§ **Task goal**
Extend the article about Costa Cruises and the restart of cruising by writing what comes next after its final sentence.
[Document extract]
Costa Cruises Details Plans to Lead Cruising's Return to Service
The cruise industry is ready to sail. That’s the message of the industry’s executives and to provide it Carnival Corporation’s Costa Cruises unveiled the most ambitious restart plan among the major cruise lines.
Speaking at a meeting of the Miami-Dade County Tourism and Ports Committee, the executives discussed their plans to begin a strategic ramp-up of cruise operations. They pointed to Europe where several cruise lines have begun carefully controlled cruising and said that the world and the industry is to a point where everyone now knows how to live and work while the virus remains a challenge.
Costa Cruises sailing from Italy began its first cruises in six months following similar protocols to TUI Cruises which resumed operations during the summer from Germany and MSC Cruises which resumed its cruises from Italy last month. Niche operators including Ponant, Paul Gauguin, Sea Dream Yacht Club, Hapag Cruises, and Hurtigruten, also resumed operations. While Hurtigruten’s failures were well-publicized, the other firms following similar protocols have been able to avoid significant outbreaks of the virus. In the US, the only firm that restarted, UnCruises was forced to again pause operations after a scare when one passenger received one positive and later one negative test for COVID-19.
So far, cruising has mostly been limited to either sea time or close to home ports. Norway closed its waters causing some cruises to pause and others to spend their time at sea. Italy has permitted cruise ships sailing from Italy to call at Italian ports under tightly controlled protocols. MSC, however, received attention when its ship crossed international borders and called in Malta on its weekly itinerary.
[/Document extract]
[The data]
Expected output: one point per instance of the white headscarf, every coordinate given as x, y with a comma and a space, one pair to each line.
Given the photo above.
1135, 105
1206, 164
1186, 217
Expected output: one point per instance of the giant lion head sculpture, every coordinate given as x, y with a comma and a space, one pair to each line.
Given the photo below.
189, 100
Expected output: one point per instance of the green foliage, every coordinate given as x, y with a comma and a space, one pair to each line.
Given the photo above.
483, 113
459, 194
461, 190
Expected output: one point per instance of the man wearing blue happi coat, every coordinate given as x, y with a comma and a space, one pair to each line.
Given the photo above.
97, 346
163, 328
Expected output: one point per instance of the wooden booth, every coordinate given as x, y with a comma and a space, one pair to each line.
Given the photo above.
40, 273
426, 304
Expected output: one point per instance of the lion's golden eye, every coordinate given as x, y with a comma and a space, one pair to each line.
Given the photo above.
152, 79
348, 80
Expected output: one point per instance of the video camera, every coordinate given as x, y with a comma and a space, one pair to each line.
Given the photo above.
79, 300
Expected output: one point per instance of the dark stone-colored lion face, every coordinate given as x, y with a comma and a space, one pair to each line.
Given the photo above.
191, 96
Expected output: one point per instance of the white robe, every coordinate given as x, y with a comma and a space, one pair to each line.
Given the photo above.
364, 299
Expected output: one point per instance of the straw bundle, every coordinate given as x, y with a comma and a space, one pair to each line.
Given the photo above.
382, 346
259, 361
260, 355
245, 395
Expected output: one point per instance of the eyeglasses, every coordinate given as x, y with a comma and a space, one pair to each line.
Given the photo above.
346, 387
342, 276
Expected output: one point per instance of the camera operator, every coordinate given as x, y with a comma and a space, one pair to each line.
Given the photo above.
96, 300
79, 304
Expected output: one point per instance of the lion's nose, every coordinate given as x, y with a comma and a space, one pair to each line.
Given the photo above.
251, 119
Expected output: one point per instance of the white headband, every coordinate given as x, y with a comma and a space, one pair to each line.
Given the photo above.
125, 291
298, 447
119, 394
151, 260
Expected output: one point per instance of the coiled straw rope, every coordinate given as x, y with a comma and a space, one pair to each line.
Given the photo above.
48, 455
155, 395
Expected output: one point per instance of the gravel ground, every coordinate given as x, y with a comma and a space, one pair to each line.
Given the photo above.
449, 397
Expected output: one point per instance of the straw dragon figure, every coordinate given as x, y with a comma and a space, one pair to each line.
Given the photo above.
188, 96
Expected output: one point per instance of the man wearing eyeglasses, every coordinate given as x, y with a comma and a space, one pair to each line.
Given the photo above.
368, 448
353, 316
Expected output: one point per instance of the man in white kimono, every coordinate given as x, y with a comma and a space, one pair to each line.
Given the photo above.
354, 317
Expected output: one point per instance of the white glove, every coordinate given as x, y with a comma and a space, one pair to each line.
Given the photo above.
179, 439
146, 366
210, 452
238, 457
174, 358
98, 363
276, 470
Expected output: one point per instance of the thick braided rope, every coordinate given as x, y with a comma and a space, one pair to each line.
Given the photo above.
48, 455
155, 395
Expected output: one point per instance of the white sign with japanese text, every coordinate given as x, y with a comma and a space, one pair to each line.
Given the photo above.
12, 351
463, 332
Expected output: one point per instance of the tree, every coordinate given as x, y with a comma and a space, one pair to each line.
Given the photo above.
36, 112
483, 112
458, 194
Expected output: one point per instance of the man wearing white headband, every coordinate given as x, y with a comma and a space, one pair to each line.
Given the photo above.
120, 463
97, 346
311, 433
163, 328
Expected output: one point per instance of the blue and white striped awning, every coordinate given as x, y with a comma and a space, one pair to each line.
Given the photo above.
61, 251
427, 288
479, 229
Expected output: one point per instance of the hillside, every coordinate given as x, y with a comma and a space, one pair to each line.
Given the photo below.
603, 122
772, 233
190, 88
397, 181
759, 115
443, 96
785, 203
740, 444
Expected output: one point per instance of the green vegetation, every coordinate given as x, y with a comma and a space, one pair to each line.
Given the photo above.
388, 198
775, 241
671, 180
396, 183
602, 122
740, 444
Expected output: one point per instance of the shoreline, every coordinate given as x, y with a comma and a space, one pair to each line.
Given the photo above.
[/The data]
§ **Solved problem**
Continuing the ramp-up of cruising, Costa detailed plans for the winter of 2020-2021 with a gradual return of an increasing number of ships, longer cruises, expanding the areas from where passengers can reside, and increasing the destinations including more cruises crossing national borders. While some of it may be aspirational plans, it none the less highlights the cruise industry's efforts to return to service. Costa's sister brand, AIDA Cruises which markets to German-speaking passengers, also recently detailed plans after several delays to start cruising in November 2020.
Costa’s initial cruises were limited to residents of Italy, but working with the Italian government they plan to expand to residents of additional countries. At first, it is likely to be limited to the Schengen region of Europe and the health protocols will be maintained. Some countries may also require returning residents to agree to COVID-19 testing.
In October, Costa plans to restart operations on its flagship the Costa Smeralda sailing from Savona, Italy to ports in the West Mediterranean. Also, in October, the Costa Deliziosa which has been sailing from Trieste to Italian ports will begin to add ports in Greece to its itinerary. The following month, Costa says it will launch its first 12- and 14-day cruises to Egypt, Greece, and the Canary Islands aboard the Costa Diadema.
In a surprise development, Costa also said it expects delivery of a new cruise ship from Fincantieri, which may be the first, or one of only a few, large cruise ships Fincantieri delivers in 2020. The plan calls for the introduction of the Costa Firenze starting December 27, sailing on seven-day cruises from Savona to La Spezia and Naples in Italy, Valencia and Barcelona in Spain, and Marseille, France.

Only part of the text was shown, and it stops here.